*** Opening SELECTED TEXT ***

Mead: What do you care if Madonna thinks she's Jewish?
Garfinkle: Madonna does not think she’s Jewish exactly; she is not a convert to Judaism, and she knows it. She thinks she’s a kabbalist, an adept of Jewish mysticism, but without the Jewish foundation that makes this even imaginable. She nonetheless has taken a Hebrew name and has styled herself during some recent visits to Israel as an ambassador for Judaism. If this sounds confused, it’s because it is. Madonna has been fed a line of dime-store therapy, and swallowed whole; but that’s her business. It matters to me because we now live in a post-rabbinic world, in the sense that most Jews no longer adhere to the system of communal authority and discipline that kept them a unitary people in exile since the First Century of the Common Era. Charlatans and heretics beyond the purveyors of faux-kaballah could have a field day distorting the traditions of rabbinic Judaism to the point that the real thing could be overwhelmed, and the identity of Jewish civilization itself destroyed. As I say in the book, just imagine what Shabtai Tzvi, the 17th century false messiah who caused so much pain and trouble, could have done with the Internet.
Mead: You make a strong case about a set of ideas and obsessions that have deep historical and cultural roots. Looking forward, what should the Jews expect? Will things get better, worse, or will it just be more of the same?
Garfinkle: My hope, of course, is that everyone just relax, get a grip, and stop these infernal, mutually reinforcing exaggerations. But I know that’s not going to happen. In some ways, as I describe in the book, Jewcentricity is spreading in all its forms courtesy of the virtual world that has lately been superimposed on the material one. There have been Jewcentric episodes in the past in the absence of actual Jewish communities—in Puritan New England, in early 20th century Japan, and in a few other cases. But now conspiratorial and otherwise unhinged eclectic images of Jews are zooming around the world at near light speed, alighting in scores of places where there are not and never have been significant Jewish communities. This leads me to suspect that Jewcentricity is, unfortunately, a growth industry. Whether it will be positive in the main or negative depends, I think, on how the trials and tribulations of global capitalism work out. Jews have long been associated in the eyes of many as the avatars of “creative destruction,” whether in league with the 17th and 18th century Dutch, the 18th and 19th century British, or the 20th century Americans. Images of Jews as shadowy movers and shakers of high finance is hardwired into the imagination of our planet, for reasons with at least some frail historical basis. At this point, I would not want to hazard a prediction about whether things will look up, or not. That, certainly, is way above my pay grade.

*** Closing SELECTED TEXT ***
*** Opening SUPPLIED INFORMATION ***

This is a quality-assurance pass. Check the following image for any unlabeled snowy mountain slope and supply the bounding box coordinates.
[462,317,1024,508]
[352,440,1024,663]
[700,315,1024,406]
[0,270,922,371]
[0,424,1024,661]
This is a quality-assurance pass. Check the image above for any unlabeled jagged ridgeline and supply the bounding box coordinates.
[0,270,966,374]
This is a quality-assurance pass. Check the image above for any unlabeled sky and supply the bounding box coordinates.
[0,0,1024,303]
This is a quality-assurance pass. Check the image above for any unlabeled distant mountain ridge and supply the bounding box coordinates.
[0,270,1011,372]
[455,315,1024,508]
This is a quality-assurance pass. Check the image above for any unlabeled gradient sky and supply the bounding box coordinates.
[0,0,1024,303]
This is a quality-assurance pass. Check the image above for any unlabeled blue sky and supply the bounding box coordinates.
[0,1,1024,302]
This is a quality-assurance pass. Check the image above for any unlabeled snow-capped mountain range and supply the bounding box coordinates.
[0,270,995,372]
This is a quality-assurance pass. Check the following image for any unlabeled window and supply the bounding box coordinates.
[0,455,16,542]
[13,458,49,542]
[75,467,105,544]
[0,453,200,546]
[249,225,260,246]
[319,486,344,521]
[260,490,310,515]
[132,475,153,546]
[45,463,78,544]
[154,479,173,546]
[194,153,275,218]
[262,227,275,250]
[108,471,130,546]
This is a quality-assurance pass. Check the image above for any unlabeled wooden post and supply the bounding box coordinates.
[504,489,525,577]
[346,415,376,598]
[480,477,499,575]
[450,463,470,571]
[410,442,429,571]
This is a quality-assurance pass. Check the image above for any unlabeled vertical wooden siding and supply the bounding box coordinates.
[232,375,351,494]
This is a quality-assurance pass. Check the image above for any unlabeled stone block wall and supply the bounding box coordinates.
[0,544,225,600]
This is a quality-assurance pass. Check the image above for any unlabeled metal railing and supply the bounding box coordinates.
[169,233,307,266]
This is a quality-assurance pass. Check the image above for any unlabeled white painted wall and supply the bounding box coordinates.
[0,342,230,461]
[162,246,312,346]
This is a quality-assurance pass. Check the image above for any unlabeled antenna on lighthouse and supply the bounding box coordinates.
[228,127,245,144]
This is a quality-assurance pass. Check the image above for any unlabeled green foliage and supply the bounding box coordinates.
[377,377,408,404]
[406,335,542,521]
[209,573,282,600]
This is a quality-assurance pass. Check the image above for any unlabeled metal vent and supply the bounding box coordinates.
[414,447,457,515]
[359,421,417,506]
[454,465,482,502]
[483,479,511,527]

*** Closing SUPPLIED INFORMATION ***

▶ **YOUR OBJECTIVE**
Decide whether each statement agrees with the interview, answering yes or no and quoting the words that settle it.
1. Madonna is a convert to Judaism.
2. Puritan New England is given as a case of a Jewcentric episode without actual Jewish communities.
3. Garfinkle predicts that things will get better for the Jews.

▶ **WRITTEN RESPONSE**
1. No: "she is not a convert to Judaism, and she knows it."
2. Yes: "There have been Jewcentric episodes in the past in the absence of actual Jewish communities—in Puritan New England, in early 20th century Japan, and in a few other cases."
3. No: "At this point, I would not want to hazard a prediction about whether things will look up, or not."